> Some records:

-------

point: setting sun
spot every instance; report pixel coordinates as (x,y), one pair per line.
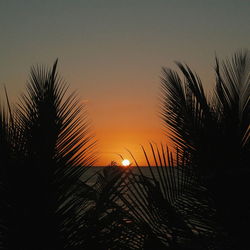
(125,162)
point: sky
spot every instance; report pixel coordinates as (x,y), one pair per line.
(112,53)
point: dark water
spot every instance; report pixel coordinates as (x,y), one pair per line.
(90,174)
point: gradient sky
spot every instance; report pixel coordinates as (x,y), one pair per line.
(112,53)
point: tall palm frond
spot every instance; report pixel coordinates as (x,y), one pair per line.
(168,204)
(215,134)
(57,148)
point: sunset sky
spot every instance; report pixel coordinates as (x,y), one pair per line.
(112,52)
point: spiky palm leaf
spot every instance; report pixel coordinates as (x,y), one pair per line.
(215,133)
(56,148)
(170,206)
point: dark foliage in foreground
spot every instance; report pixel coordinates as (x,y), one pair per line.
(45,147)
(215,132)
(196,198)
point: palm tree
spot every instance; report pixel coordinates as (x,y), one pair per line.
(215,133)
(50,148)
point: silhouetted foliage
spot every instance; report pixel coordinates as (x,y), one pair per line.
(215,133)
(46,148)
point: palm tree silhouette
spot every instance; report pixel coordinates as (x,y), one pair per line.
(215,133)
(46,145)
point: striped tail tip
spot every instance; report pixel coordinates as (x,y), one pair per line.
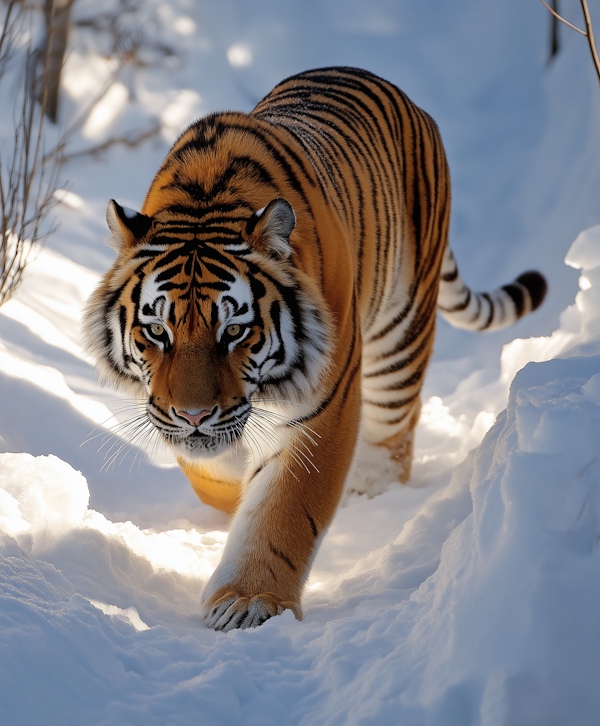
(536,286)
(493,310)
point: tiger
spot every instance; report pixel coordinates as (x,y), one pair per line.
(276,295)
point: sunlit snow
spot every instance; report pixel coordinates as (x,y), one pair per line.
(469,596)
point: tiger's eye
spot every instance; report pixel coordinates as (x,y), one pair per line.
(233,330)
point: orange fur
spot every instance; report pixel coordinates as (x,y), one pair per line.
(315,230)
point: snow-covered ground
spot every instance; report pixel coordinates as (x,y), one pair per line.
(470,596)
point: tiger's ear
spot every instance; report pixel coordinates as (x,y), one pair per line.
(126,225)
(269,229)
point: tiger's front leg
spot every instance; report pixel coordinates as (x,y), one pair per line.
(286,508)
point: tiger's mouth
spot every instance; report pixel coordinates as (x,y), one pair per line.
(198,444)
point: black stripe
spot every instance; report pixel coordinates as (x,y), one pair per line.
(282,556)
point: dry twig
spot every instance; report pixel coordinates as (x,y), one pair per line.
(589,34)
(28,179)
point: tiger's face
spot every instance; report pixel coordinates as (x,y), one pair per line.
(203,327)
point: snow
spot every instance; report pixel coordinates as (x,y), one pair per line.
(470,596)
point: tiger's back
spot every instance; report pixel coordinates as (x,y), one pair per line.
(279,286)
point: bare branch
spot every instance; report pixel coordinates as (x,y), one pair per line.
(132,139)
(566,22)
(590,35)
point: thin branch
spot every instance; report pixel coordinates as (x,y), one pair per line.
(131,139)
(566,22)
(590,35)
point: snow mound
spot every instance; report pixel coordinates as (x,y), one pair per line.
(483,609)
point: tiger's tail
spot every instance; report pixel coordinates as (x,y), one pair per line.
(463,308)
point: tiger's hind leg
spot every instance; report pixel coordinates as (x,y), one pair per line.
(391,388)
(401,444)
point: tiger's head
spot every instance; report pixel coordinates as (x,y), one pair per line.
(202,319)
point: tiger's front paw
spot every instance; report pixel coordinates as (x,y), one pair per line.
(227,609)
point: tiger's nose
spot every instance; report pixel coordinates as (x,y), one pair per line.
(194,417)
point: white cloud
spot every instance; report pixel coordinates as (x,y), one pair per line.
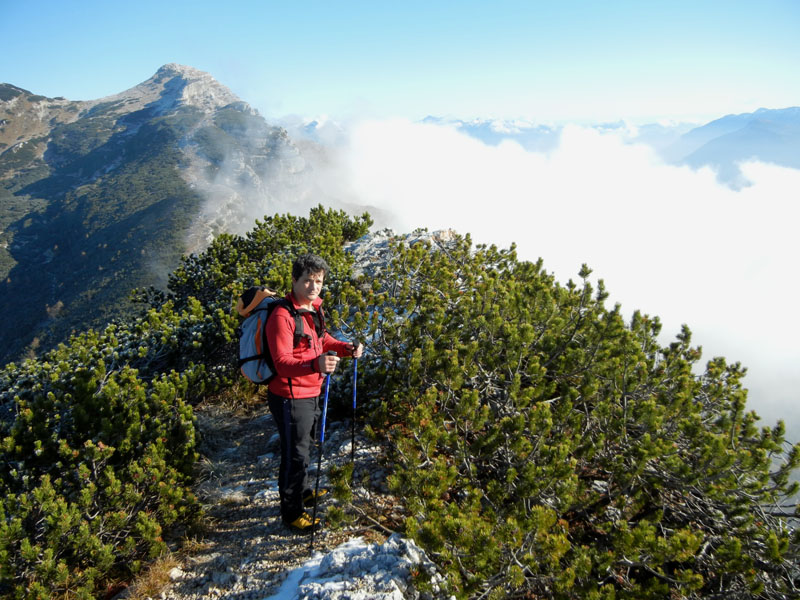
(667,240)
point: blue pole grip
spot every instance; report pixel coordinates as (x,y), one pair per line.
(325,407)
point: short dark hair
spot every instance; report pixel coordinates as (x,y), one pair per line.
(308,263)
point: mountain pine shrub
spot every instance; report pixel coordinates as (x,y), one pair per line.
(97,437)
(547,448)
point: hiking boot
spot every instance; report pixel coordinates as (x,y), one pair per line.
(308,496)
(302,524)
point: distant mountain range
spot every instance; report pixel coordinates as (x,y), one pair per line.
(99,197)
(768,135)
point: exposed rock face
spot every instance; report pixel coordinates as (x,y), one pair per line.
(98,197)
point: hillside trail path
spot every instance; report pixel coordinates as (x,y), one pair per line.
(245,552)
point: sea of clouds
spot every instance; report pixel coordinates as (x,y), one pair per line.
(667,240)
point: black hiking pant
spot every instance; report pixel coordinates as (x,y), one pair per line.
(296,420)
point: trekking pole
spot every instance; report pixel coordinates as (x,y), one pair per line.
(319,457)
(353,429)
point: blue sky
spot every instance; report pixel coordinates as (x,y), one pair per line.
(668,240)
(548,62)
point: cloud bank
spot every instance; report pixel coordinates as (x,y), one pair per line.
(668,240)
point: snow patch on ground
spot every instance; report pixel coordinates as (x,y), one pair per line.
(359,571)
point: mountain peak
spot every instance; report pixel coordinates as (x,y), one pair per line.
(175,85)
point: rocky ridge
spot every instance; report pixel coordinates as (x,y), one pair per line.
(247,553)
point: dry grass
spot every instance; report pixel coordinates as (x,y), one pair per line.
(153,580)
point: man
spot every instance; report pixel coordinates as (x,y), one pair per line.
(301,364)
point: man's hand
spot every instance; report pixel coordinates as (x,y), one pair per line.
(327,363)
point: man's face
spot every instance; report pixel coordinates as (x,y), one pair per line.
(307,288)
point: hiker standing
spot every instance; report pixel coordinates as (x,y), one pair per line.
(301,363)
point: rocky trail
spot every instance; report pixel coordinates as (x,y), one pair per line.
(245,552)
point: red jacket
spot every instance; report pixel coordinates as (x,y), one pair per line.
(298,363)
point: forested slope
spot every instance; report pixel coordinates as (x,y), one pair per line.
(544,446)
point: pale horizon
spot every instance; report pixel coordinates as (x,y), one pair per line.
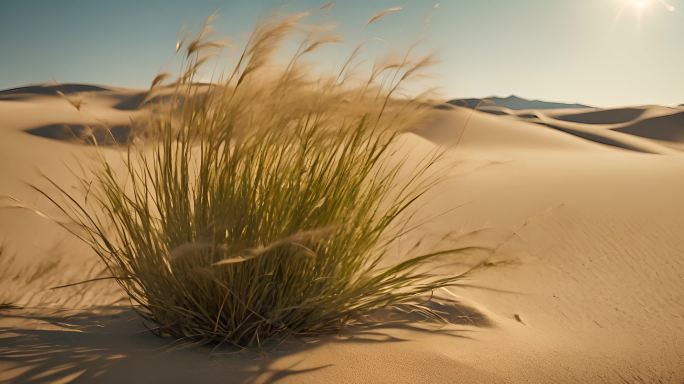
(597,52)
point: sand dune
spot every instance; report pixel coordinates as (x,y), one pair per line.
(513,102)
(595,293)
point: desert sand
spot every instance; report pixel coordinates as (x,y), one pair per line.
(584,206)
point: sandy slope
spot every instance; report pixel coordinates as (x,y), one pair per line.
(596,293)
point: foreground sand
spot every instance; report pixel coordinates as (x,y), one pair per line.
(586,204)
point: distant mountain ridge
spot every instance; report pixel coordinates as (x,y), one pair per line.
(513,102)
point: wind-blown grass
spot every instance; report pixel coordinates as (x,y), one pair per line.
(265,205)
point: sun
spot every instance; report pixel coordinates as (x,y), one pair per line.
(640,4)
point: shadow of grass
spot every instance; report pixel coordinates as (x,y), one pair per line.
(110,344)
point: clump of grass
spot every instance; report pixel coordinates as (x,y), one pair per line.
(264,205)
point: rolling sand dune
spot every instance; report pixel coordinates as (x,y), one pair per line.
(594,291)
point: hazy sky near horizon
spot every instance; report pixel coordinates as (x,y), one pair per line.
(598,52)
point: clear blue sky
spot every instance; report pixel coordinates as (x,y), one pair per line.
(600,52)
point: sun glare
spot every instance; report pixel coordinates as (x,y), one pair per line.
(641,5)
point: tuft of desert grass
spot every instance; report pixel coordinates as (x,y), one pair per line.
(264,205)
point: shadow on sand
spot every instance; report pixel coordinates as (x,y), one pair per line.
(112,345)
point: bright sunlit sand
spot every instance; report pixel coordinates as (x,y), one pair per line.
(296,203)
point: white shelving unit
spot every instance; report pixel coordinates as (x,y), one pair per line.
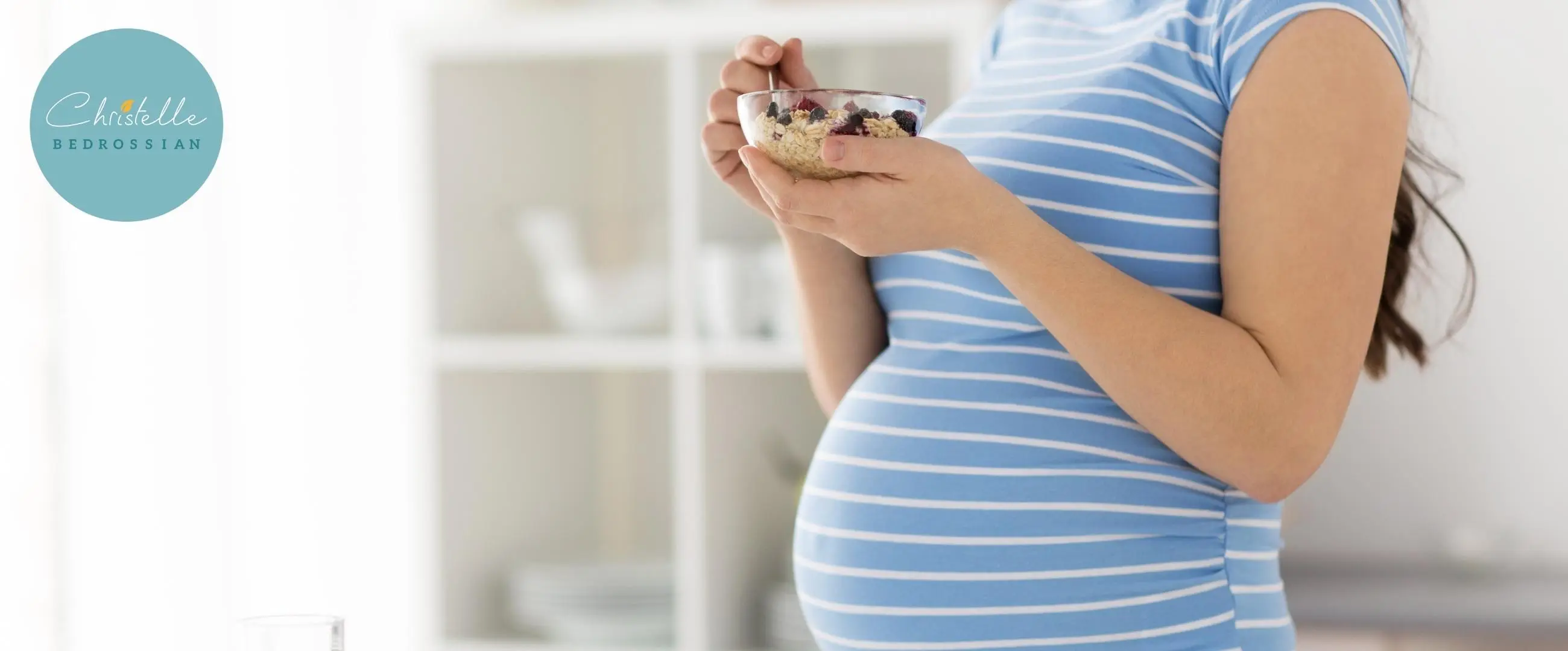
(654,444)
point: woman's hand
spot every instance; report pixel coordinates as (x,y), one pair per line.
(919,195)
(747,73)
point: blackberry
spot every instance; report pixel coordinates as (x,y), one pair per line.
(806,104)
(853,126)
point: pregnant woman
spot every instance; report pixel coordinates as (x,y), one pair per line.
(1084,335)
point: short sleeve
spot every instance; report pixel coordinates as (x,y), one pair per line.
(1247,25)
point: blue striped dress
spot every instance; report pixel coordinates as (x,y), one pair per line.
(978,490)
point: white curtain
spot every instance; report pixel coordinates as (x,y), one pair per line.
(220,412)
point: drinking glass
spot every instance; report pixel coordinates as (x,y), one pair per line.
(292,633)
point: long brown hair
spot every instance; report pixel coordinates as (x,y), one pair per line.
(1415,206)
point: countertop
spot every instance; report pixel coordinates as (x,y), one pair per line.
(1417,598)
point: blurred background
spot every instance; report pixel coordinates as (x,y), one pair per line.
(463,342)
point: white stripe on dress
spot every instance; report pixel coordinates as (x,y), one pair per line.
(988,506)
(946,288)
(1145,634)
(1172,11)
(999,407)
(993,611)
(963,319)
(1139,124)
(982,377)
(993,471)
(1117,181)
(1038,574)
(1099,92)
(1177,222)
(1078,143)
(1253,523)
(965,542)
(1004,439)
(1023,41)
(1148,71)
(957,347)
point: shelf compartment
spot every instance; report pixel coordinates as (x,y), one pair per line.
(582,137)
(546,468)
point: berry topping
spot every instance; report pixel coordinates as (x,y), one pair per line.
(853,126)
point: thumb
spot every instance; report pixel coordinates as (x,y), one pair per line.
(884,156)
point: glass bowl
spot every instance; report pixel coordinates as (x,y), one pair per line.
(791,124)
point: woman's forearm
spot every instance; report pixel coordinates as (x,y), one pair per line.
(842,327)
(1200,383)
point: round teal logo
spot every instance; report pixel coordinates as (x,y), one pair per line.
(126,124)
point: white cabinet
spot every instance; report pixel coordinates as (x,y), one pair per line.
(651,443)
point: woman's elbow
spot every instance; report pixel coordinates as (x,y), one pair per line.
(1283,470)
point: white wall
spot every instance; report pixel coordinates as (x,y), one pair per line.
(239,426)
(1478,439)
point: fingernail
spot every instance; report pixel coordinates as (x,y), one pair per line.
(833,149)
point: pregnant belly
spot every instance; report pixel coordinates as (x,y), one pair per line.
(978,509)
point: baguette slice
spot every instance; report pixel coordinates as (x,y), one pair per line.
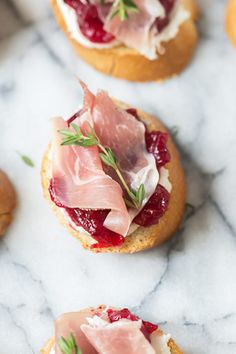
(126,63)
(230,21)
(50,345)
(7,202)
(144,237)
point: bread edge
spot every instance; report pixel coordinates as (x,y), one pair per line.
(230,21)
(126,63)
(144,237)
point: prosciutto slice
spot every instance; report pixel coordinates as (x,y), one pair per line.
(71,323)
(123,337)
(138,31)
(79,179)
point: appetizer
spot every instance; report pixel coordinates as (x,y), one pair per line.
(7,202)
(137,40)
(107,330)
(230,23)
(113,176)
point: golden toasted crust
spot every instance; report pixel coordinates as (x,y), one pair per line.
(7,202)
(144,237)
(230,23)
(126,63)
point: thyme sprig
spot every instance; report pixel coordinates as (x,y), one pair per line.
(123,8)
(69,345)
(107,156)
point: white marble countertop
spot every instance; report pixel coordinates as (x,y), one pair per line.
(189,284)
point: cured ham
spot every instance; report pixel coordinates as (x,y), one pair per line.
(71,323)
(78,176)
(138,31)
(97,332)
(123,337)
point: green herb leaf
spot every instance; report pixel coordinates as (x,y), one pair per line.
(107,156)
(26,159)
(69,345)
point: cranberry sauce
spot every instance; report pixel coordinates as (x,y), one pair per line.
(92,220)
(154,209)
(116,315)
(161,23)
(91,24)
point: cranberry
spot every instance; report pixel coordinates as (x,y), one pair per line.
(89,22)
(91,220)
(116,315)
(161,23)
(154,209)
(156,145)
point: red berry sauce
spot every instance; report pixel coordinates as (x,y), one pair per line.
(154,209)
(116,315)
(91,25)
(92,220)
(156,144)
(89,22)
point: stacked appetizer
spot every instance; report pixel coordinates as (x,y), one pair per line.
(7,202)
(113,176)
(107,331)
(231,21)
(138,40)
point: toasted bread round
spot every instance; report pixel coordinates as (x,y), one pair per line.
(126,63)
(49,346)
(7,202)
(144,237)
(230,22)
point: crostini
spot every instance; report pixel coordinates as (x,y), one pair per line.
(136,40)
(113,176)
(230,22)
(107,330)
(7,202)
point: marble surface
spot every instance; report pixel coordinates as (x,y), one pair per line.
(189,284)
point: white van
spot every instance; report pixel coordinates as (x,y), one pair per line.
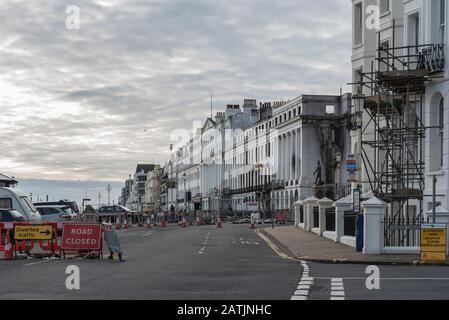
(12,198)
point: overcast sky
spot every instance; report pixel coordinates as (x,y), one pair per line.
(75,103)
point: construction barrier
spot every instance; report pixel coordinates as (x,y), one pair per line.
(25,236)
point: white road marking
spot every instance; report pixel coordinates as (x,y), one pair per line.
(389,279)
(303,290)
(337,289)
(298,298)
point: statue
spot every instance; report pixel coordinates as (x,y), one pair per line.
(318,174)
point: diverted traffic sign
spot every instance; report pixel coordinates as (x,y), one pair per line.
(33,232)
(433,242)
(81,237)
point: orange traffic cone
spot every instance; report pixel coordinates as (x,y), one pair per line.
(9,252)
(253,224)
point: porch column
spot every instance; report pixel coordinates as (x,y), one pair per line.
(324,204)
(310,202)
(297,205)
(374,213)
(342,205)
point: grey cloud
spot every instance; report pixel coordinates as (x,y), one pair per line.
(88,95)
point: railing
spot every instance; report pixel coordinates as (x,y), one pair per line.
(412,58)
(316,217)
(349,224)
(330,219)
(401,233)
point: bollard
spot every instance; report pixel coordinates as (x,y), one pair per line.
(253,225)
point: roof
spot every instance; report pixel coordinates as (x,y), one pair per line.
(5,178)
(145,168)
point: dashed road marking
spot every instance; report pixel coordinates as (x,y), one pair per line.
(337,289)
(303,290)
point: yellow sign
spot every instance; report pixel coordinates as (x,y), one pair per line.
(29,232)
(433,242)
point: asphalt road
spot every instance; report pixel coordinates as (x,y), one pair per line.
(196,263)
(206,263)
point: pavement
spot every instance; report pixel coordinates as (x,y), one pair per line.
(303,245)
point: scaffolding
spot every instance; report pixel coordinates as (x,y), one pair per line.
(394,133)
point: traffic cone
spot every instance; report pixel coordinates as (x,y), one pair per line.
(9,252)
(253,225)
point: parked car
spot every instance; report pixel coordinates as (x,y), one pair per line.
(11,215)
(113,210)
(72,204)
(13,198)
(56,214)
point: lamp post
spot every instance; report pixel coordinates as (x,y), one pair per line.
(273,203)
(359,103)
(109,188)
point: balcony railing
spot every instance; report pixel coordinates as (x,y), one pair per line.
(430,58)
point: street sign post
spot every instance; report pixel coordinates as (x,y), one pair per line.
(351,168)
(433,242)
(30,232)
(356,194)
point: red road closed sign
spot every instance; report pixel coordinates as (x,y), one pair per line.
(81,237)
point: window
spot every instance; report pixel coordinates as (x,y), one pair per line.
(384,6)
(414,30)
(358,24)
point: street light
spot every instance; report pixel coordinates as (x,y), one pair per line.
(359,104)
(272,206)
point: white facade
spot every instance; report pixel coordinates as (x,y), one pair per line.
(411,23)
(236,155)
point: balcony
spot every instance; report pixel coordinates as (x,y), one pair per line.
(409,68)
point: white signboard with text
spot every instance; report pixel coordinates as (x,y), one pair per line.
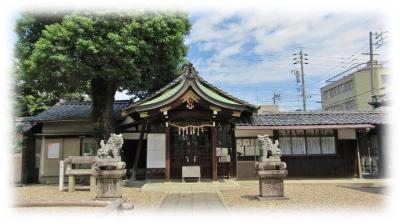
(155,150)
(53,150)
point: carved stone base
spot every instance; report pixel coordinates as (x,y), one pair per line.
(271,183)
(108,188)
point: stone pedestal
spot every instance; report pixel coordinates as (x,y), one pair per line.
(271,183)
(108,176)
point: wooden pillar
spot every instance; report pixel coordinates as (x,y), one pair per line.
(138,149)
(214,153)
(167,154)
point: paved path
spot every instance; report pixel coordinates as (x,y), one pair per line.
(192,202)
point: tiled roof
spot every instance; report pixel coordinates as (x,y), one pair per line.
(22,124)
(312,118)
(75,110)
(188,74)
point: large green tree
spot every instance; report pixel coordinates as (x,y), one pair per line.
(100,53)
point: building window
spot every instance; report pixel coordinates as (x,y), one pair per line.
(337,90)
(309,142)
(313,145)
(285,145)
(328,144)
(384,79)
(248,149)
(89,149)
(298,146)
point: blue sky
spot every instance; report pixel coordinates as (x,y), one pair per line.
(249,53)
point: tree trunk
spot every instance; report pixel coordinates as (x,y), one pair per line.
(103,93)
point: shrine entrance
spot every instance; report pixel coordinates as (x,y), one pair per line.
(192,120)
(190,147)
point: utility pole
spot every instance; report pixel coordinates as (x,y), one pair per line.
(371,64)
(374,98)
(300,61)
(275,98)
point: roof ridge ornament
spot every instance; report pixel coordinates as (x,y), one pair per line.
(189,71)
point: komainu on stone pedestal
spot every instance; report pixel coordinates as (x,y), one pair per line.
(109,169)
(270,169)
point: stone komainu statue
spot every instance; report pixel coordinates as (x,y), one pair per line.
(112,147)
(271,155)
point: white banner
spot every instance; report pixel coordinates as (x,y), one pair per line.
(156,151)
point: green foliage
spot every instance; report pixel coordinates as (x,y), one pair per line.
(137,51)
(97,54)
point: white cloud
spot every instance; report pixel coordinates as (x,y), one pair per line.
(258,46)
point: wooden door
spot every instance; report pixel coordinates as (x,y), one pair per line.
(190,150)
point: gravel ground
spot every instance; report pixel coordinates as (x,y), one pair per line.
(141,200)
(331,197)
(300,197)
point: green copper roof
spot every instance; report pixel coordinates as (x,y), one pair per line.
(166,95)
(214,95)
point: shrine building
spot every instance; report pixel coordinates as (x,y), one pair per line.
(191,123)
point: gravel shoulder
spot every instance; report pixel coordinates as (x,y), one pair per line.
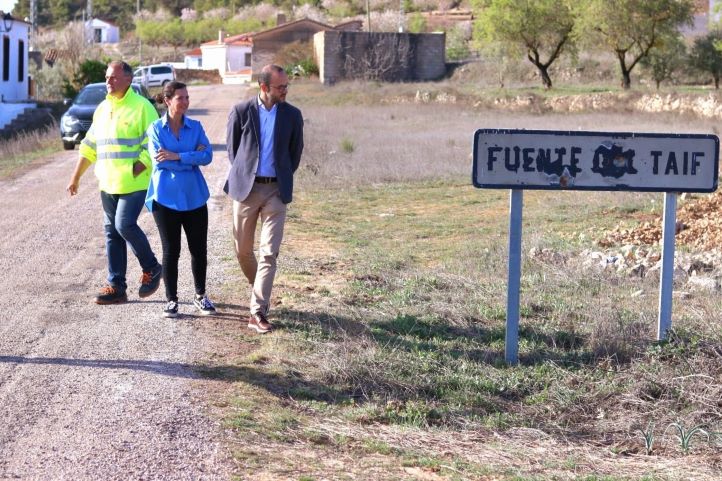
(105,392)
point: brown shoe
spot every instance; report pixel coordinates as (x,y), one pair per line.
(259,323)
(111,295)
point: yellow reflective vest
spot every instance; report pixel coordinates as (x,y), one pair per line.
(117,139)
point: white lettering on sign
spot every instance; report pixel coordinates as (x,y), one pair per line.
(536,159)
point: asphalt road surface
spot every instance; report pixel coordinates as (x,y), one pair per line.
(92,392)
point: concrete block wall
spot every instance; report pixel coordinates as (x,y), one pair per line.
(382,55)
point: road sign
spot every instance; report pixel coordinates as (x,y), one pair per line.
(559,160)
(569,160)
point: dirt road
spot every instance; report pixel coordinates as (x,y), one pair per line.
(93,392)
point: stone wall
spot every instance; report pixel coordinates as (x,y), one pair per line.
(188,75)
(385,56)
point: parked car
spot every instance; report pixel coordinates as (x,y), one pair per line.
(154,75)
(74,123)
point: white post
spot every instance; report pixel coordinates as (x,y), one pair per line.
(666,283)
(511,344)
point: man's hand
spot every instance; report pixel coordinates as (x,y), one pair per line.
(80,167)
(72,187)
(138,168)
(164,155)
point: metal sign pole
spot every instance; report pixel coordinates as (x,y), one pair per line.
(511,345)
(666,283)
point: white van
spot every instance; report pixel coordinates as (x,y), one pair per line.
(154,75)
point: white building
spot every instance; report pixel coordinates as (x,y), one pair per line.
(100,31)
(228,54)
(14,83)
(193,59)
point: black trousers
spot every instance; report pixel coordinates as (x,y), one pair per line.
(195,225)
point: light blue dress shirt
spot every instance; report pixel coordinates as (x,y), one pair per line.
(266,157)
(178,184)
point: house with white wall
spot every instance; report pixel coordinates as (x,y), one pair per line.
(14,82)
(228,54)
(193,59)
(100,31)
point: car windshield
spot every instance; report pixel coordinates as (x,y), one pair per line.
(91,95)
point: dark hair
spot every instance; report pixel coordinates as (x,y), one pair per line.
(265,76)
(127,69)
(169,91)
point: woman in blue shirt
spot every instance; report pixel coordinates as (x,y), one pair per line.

-------

Output the line that contains "point: metal sign pole", followed by every later line in the listing, with no line omitted and none added.

point: metal sign pole
spot every instance; report pixel coordinates as (x,y), one pair per line.
(511,345)
(666,283)
point: white van
spot every instance; report pixel coordinates as (x,y), one pair per line.
(154,75)
point: white building
spot every instance; report pixel coordinates as (x,y), one pair per line.
(100,31)
(228,54)
(14,83)
(193,59)
point: black trousers
spot every instance; report pixel coordinates as (x,y), one pair per line.
(195,225)
point: light blue dress shirt
spot every instance; report pixel coordinates as (x,y), one pair per line.
(266,157)
(178,184)
point: house with white wall
spot every instance; report pixel coordinates as (x,y), one pair per line.
(14,82)
(228,54)
(193,59)
(100,31)
point: car windshield
spot every instance; report pixel coordinates as (x,y), one pair per line.
(91,95)
point: dark hair
spot every instance; report pixel coordinates as (x,y), one pair per line.
(265,76)
(127,69)
(169,91)
point: woman in blue shirt
spot every instance; report pixel coordinates as (x,y), one pair per line.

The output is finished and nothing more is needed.